---------- SUPPLIED DATA

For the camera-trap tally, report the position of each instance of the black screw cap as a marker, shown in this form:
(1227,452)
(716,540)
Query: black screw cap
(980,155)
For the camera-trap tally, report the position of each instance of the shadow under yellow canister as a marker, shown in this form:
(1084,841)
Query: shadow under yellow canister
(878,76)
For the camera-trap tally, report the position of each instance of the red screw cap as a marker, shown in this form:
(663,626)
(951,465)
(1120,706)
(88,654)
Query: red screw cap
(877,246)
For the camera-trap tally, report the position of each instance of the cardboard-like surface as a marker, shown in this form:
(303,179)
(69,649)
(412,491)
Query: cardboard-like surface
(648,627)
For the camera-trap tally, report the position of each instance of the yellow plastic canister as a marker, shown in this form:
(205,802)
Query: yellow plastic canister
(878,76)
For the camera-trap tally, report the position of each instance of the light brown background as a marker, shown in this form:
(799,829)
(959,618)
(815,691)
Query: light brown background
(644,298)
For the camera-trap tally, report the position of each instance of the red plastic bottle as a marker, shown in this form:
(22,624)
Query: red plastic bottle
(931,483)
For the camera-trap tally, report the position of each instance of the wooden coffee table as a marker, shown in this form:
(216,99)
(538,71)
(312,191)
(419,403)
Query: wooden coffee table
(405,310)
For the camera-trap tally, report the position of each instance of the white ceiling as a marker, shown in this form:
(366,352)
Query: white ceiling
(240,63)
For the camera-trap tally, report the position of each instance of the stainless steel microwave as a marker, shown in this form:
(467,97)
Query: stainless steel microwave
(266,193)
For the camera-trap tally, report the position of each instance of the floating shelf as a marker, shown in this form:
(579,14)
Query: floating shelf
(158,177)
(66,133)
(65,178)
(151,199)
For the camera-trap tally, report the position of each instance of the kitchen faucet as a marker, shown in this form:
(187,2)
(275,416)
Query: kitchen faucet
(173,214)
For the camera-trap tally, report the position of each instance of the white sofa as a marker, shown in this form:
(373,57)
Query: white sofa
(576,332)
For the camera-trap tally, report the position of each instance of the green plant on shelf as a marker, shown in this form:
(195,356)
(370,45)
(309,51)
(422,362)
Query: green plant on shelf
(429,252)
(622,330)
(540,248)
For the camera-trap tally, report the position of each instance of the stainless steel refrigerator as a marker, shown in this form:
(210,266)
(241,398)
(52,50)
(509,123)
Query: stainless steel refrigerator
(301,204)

--------------------

**WHAT IS EXPECTED**. Print out each record above exactly, with nothing omitted.

**EXERCISE SOLUTION**.
For the camera-trap tally, report the position of each instance of the black screw cap as a marker, shown in this form:
(1227,452)
(716,540)
Query: black screw cap
(980,155)
For the camera-trap tally, report the position of each instance of the shadow under yellow canister as a marker, shown in this form:
(1084,841)
Query: shadow under yellow canister
(878,76)
For the camera-trap tally, report the position of each instance of the red screw cap as a marker, shown in this form:
(663,626)
(951,465)
(1120,706)
(88,654)
Query: red screw cap
(877,246)
For the camera-trap tally, report the position of each instance of the cardboard-like surface as a marker, shown in this form:
(303,179)
(69,649)
(412,491)
Query: cardboard-like surface
(648,627)
For the camera-trap tally, report the position of each instance of the yellow plastic canister as a marker, shown in this form:
(205,802)
Query: yellow plastic canister
(878,76)
For the camera-trap tally, report the position of each instance of the light brown background as a marker, shown in this form:
(799,829)
(959,618)
(815,691)
Query: light brown background
(644,298)
For the camera-trap tally, report the position of each instance of the red plastic bottle as a marker, shown in this form:
(22,624)
Query: red plastic bottle
(931,483)
For the camera-trap tally, report the position of each instance of the wooden coffee table as a marker, shown in this form:
(216,99)
(538,71)
(312,191)
(419,403)
Query: wooden coffee table
(405,310)
For the camera-trap tally, report the position of each instance of the white ceiling as a marker, shown in this form:
(366,352)
Query: white ceiling
(240,63)
For the camera-trap tally, report the position of each instance of the stainless steel microwave as a marker, shown in this form:
(467,97)
Query: stainless steel microwave
(266,193)
For the camera-trap tally, report the position of each instance of the floating shelf as a marker, shown in this form:
(579,14)
Query: floating shelf
(158,177)
(66,133)
(65,178)
(151,199)
For the camera-trap tally, report the position of each instance of the kitchen faucet as a marker, shown in this form:
(187,2)
(275,416)
Query: kitchen faucet
(173,214)
For the camera-trap tally, report the position of each instance of the white sofa as a marker, shown in this form:
(373,57)
Query: white sofa
(576,332)
For the camera-trap tally, report the position of each instance of the green plant on shelf as a marker, shown in this form:
(195,356)
(370,45)
(309,51)
(422,362)
Query: green plant on shelf
(429,252)
(622,330)
(540,248)
For the camera-trap tally, report the position of each instance of the stainless steel refrigerator as a marker, shown in this form:
(210,266)
(241,398)
(52,50)
(509,123)
Query: stainless steel refrigerator
(301,204)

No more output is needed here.